● **Instructions to follow**
The exercise asks for every line of the data to be reproduced exactly.

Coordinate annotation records

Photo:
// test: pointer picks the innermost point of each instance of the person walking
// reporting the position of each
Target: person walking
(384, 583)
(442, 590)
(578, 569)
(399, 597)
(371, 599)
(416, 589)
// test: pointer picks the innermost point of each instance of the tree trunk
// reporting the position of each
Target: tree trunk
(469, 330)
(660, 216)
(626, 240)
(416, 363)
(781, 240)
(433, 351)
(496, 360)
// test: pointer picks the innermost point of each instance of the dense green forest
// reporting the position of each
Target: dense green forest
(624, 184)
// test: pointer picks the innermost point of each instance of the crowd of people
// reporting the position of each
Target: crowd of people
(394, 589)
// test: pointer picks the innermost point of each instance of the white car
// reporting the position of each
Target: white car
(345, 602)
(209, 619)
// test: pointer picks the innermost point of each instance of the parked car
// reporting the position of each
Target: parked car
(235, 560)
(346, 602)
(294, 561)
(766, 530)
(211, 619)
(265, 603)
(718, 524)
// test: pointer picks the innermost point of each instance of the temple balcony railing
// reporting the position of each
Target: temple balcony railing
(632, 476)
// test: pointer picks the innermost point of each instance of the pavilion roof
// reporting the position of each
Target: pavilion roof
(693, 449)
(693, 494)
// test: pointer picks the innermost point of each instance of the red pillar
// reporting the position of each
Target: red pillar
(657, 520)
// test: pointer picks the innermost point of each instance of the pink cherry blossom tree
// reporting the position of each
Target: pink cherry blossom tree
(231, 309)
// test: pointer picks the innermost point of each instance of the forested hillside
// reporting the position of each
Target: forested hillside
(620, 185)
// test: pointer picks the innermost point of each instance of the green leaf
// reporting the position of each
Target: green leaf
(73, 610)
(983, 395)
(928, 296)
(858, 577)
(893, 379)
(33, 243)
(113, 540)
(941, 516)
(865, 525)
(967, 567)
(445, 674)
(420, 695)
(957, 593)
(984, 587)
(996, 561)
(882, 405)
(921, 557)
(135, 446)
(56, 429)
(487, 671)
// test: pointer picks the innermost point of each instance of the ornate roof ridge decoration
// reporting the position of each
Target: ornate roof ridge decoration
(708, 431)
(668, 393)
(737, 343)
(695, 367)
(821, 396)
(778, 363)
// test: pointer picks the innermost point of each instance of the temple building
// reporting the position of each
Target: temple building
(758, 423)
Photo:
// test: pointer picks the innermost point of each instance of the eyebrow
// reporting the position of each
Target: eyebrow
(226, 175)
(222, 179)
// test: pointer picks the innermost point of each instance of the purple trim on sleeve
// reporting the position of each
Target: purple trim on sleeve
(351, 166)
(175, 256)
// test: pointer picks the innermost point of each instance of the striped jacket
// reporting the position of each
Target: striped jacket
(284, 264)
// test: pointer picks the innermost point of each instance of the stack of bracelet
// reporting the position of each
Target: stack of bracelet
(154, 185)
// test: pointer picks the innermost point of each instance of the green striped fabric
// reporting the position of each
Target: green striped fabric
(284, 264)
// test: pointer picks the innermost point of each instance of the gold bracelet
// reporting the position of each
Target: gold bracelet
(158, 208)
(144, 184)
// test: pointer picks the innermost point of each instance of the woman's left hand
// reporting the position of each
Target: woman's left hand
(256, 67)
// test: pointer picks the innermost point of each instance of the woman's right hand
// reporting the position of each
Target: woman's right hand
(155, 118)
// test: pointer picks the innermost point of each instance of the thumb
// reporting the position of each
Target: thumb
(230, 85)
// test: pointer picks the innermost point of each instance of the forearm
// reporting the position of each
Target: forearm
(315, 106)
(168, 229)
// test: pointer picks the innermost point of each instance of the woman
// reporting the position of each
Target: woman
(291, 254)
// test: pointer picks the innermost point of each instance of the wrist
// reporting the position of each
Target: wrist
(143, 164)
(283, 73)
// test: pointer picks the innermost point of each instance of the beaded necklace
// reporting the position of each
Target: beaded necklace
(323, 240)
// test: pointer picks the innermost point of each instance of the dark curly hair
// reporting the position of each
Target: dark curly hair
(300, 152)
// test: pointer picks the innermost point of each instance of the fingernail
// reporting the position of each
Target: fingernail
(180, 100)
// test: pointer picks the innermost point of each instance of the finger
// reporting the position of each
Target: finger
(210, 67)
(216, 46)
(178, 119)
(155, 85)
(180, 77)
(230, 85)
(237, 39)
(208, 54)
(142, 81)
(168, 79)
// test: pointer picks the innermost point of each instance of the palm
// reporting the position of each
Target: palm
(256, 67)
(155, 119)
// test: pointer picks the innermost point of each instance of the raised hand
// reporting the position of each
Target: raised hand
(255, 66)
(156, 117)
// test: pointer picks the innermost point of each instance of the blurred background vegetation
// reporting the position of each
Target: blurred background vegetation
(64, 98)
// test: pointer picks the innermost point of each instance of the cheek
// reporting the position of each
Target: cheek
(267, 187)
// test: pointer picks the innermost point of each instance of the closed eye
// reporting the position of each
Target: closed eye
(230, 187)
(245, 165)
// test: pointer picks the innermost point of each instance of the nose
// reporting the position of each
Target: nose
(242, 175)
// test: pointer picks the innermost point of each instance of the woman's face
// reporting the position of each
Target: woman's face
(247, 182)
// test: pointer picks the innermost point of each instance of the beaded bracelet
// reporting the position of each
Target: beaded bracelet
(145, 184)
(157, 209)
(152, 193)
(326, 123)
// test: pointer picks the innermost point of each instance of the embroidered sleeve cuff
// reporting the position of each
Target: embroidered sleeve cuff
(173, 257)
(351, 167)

● **Result for this exercise**
Photo:
// test: pointer picks the innermost point of each instance of the person walking
// reporting the position of each
Target: person walking
(384, 583)
(442, 590)
(578, 569)
(399, 597)
(371, 599)
(416, 589)
// test: pointer picks the innermost point of each instance of the tree trunk
// reporting the position of each
Target: tree trunk
(469, 330)
(660, 216)
(626, 240)
(416, 363)
(781, 240)
(433, 351)
(496, 360)
// test: pointer picks the innermost point of each instance of the dense green forest
// reporting the position of each
Target: dense green forest
(624, 184)
// test: pointer picks the innermost point of each instance of the crowd of people
// reporting the position of each
Target: crowd of people
(394, 589)
// test: pointer picks the innermost point of each instance of the white car
// reporting the position of each
Target: white car
(345, 602)
(209, 619)
// test: pointer picks the innermost point of each instance of the parked car
// reporting the position of each
Target: parked car
(235, 560)
(346, 602)
(294, 561)
(766, 530)
(211, 619)
(265, 603)
(718, 524)
// test: pointer picks the innermost point of each instance of the temple balcony railing
// reporting the position of each
Target: temple balcony railing
(632, 476)
// test: pointer picks the innermost point of each instance of the pavilion roof
// reporting the position of each
Target: pavilion roof
(693, 449)
(693, 494)
// test: pointer picks the innermost point of each instance of the red pillar
// reporting the position of each
Target: red pillar
(657, 520)
// test: pointer picks the innermost point of each instance of the pink cherry blossom tree
// reporting the position of each
Target: pink cherry blossom tree
(231, 309)
// test: pointer picks the innermost point of each instance of the forested hillside
// reporting the position of each
Target: forested hillside
(620, 185)
// test: pointer picks the innermost point of each instance of the green leaf
// reporting the position of each
Target: green leaf
(73, 610)
(983, 395)
(928, 296)
(858, 577)
(893, 379)
(33, 243)
(113, 540)
(941, 516)
(865, 525)
(967, 567)
(445, 674)
(420, 695)
(957, 593)
(984, 587)
(996, 561)
(882, 405)
(921, 557)
(135, 446)
(56, 429)
(487, 671)
// test: pointer picks the innermost point of each instance of the ornate roof ridge decoration
// reporting the position of each
Target: ornate roof ridge decoration
(708, 431)
(668, 393)
(737, 343)
(695, 367)
(821, 396)
(778, 363)
// test: pointer picks the innermost point of each instance of the temple building
// reporting the position of each
Target: temple building
(758, 423)
Photo:
// test: pointer picks the innermost point of each instance of the eyebrow
// reporting the position of each
Target: eyebrow
(226, 175)
(222, 179)
// test: pointer picks the innermost point of each instance of the purple trim on sleeve
// reporting the position of each
Target: purple trim on sleeve
(351, 166)
(175, 256)
// test: pointer picks the innermost point of each instance of the striped jacket
// reporting the position of each
Target: striped jacket
(284, 264)
// test: pointer picks the innermost point of each instance of the stack of bracelet
// reporting the position of each
Target: stack of bracelet
(154, 185)
// test: pointer picks the innermost point of each instance of the green striped fabric
// reporting the position of each
Target: green striped fabric
(284, 264)
// test: pointer picks the innermost point of each instance of the gold bracelet
// reporting the position of each
Target: gold bracelet
(158, 208)
(144, 184)
// test: pointer picks the innermost point of each instance of the woman's left hand
// reporting the position of each
Target: woman's left hand
(256, 67)
// test: pointer picks the innermost point of each instance of the woman's right hand
// reporting the position of each
Target: woman's right hand
(155, 118)
// test: pointer picks the innermost point of each instance of the thumb
// reporting the position of each
Target: thumb
(230, 85)
// test: pointer picks the innermost point of each instance of the forearm
// reporting the position of each
Target: forearm
(315, 106)
(168, 229)
// test: pointer picks the innermost point of each instance of the woman
// reporting the position of each
Target: woman
(291, 254)
// test: pointer picks the innermost point of each instance of the wrist
// reporting the position of each
Target: wrist
(143, 164)
(283, 73)
// test: pointer picks the innermost point of each instance of the beaded necklace
// reporting the position of each
Target: beaded necklace
(323, 240)
// test: pointer picks the innermost point of each instance of the dark curly hair
// reporting the position of each
Target: dark curly hair
(300, 152)
// test: pointer picks the innermost point of each instance of the fingernail
// reporting the position of each
Target: fingernail
(180, 100)
// test: pointer picks the innermost point of each instance of the finger
// reporting the position of each
Target: finger
(210, 67)
(216, 46)
(178, 119)
(155, 85)
(180, 77)
(230, 85)
(237, 39)
(208, 54)
(142, 81)
(168, 79)
// test: pointer picks the innermost point of each instance of the palm
// reporting the position of each
Target: palm
(256, 67)
(155, 119)
// test: pointer picks the innermost point of each instance of the raised hand
// reporting the position of each
Target: raised hand
(255, 66)
(156, 117)
// test: pointer picks the innermost point of each instance of the blurred background vegetation
// reporting the position of each
Target: blurred background vegetation
(64, 98)
// test: pointer picks the innermost point of each instance of the cheek
// reporting the position of each
Target: cheek
(267, 187)
// test: pointer picks the innermost point of each instance of the closed eye
// reporting the position of each
Target: closed eye
(230, 187)
(245, 165)
// test: pointer picks the innermost point of each instance of the nose
// reporting the position of each
Target: nose
(242, 175)
// test: pointer picks the innermost point of each instance of the woman's face
// reporting the position of each
Target: woman's face
(247, 182)
// test: pointer picks the innermost point of each instance of the beaded bracelet
// reporting the position of each
Target: beaded bracelet
(145, 184)
(157, 209)
(152, 193)
(326, 123)
// test: pointer picks the innermost point of each instance of the embroidered sleeve cuff
// reporting the position of each
Target: embroidered sleeve cuff
(173, 257)
(351, 167)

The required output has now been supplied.